### Work order
Without the pictures, set down every record below exactly as it reads.

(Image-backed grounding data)
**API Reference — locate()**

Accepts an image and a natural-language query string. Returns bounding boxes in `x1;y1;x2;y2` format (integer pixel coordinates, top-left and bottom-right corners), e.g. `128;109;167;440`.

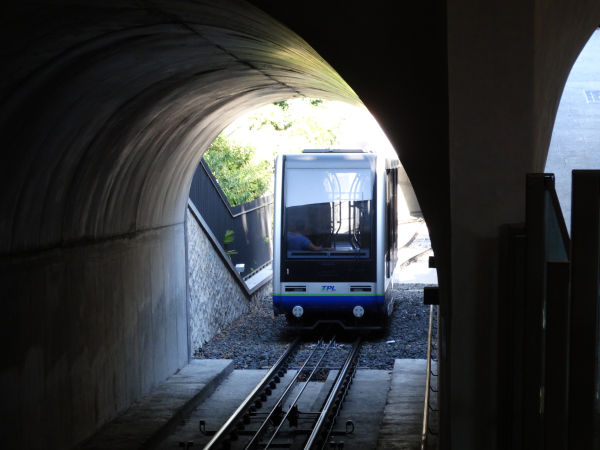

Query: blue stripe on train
273;294;385;315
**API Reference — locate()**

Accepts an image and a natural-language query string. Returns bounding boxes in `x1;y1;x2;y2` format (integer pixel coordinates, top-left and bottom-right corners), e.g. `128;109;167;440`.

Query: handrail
547;185;570;254
421;304;437;450
543;174;570;259
189;158;274;280
522;173;571;449
187;200;271;296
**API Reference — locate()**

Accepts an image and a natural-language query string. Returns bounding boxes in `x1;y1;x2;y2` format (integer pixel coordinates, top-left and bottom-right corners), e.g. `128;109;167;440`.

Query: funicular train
272;149;400;329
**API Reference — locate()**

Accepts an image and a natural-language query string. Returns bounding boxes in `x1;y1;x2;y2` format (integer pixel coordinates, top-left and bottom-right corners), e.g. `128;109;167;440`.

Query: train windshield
284;167;373;259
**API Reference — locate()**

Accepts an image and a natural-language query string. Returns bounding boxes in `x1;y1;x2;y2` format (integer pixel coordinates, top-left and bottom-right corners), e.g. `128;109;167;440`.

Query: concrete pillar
446;0;600;447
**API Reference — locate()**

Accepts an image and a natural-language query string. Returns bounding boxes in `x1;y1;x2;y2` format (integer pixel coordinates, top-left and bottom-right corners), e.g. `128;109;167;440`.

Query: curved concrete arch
533;10;600;169
0;2;363;447
446;3;600;448
545;28;600;227
0;0;359;256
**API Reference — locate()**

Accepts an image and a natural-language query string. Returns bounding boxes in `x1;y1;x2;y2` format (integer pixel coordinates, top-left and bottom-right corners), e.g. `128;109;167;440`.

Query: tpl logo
321;285;336;292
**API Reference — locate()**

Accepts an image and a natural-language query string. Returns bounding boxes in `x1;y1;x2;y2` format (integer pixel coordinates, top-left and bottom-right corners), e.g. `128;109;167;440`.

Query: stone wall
187;208;271;351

### Answer below
**API Reference — locate()**

Accepts an image and a natural-language query string. Returns bounding boxes in `x1;y1;x2;y2` format (integer pixel coordinates, top-left and bottom-right corners), e.g. `128;109;167;440`.


Query: blue stripe on train
273;294;385;315
**API Reference — locate()**

Accepts an image and a natural-language query string. Returns bounding boxes in `x1;y1;x2;y2` format (integer pixel coordinates, top-left and bottom-right corners), e.g. `128;109;167;440`.

Query: handrail
547;185;570;254
421;304;437;450
543;174;570;259
189;158;274;280
522;173;571;449
187;200;271;296
**API Reference — locate()**

Accepts an image and a natural-language query string. Returns bounding boxes in `x1;y1;x2;y2` format (integer pixel coordinates, top-left and bottom-right corners), e.g. `128;109;167;440`.

Query: funicular train
272;149;400;329
**API Reference — locate()**

Accepts an image and a natural-language query string. Returns bounding boxes in `x1;y1;x2;y2` format (integer pixel coordinates, top-left and bottom-right corners), e.g. `128;109;167;440`.

Query: train windshield
284;167;373;259
**API Reference — locate()**

Accepts an image and a natural-language query string. Returns bounding boxes in `x1;y1;x2;y2` format (integer pixel coordinates, top-left and bottom-right corners), e.g. `128;109;167;440`.

Query: concrete pillar
446;0;600;447
**API Reference — locate()**

Accepts an image and a natural-language query string. Returns bounding boxes in `x1;y1;x2;y2` format (integer pixel coordinates, top-left and bottom-right corners), e.g. `128;109;167;440`.

Query: curved concrete arch
533;10;600;169
0;2;363;447
446;3;600;448
545;28;600;227
0;0;359;256
**API Reference — locate()**

Accepts an image and a natural-language query string. Returns bounding boxes in `x1;y1;x2;y2` format (integer pixel coordinates, top-left and bottom-right corners), e.g. `128;109;167;440`.

Query: tpl logo
321;285;336;292
**API Reference — locate()**

Accepts an image and a natural-language query string. Returns bounding boxes in `x1;y1;x2;y2` format (integer pixel coordinates, top-left and bottom-right corners), e.g. `128;109;167;440`.

Query: stone wall
187;208;271;351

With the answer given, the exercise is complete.